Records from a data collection
• • • •

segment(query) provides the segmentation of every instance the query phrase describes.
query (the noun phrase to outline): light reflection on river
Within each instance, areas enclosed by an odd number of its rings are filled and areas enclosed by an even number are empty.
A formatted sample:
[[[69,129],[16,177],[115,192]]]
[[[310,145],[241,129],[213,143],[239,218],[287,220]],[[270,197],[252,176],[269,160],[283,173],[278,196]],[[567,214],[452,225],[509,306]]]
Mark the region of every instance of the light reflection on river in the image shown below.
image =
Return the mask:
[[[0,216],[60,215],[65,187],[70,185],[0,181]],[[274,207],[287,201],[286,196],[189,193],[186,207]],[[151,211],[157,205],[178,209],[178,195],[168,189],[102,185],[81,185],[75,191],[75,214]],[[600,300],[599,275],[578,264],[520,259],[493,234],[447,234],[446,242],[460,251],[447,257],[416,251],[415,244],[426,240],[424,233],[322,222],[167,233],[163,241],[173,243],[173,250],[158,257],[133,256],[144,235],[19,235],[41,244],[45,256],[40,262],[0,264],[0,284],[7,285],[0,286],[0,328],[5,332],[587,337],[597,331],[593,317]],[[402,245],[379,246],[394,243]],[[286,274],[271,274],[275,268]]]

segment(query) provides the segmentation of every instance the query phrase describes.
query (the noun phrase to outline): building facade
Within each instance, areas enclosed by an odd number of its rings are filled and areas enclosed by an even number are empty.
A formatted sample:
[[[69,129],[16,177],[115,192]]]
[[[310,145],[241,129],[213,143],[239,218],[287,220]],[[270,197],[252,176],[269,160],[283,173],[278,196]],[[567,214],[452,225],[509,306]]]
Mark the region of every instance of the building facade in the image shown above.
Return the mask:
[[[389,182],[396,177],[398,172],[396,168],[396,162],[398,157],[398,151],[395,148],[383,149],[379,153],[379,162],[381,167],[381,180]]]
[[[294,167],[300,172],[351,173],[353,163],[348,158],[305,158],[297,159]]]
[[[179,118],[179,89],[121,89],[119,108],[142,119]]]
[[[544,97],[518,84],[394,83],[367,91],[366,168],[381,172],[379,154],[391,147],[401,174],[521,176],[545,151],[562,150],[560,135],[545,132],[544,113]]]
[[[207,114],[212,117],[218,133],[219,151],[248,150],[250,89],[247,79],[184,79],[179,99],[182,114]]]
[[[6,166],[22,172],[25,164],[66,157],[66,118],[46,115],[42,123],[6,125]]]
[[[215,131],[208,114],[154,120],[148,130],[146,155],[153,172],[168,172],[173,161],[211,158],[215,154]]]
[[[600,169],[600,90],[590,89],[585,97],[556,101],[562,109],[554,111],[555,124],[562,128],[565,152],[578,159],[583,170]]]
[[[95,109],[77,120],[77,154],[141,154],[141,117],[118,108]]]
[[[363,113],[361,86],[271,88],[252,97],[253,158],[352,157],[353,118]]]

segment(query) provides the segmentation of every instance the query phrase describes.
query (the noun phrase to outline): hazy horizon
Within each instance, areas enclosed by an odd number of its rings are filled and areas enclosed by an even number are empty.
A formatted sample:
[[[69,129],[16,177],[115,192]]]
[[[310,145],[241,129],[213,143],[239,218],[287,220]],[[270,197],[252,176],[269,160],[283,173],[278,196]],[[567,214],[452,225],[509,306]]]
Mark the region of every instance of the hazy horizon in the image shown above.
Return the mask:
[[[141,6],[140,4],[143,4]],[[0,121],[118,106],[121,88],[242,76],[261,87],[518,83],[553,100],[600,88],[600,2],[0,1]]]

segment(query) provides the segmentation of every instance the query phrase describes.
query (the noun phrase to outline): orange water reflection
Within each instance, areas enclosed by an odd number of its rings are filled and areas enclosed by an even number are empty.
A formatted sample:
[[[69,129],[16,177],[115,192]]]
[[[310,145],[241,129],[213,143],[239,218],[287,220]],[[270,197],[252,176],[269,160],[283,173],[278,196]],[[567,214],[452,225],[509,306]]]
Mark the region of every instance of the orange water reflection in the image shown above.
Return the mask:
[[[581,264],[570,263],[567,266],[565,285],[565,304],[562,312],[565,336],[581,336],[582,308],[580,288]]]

• • • •

**What is needed**. List each line of the records above that contains the word "reflection".

**Full answer**.
query (the noun phrase to outline): light reflection on river
Mark the region of every instance of the light reflection on river in the image shown below.
query (the noun phrase to outline): orange water reflection
Mark the region of every instance of the orange water reflection in the image shown above.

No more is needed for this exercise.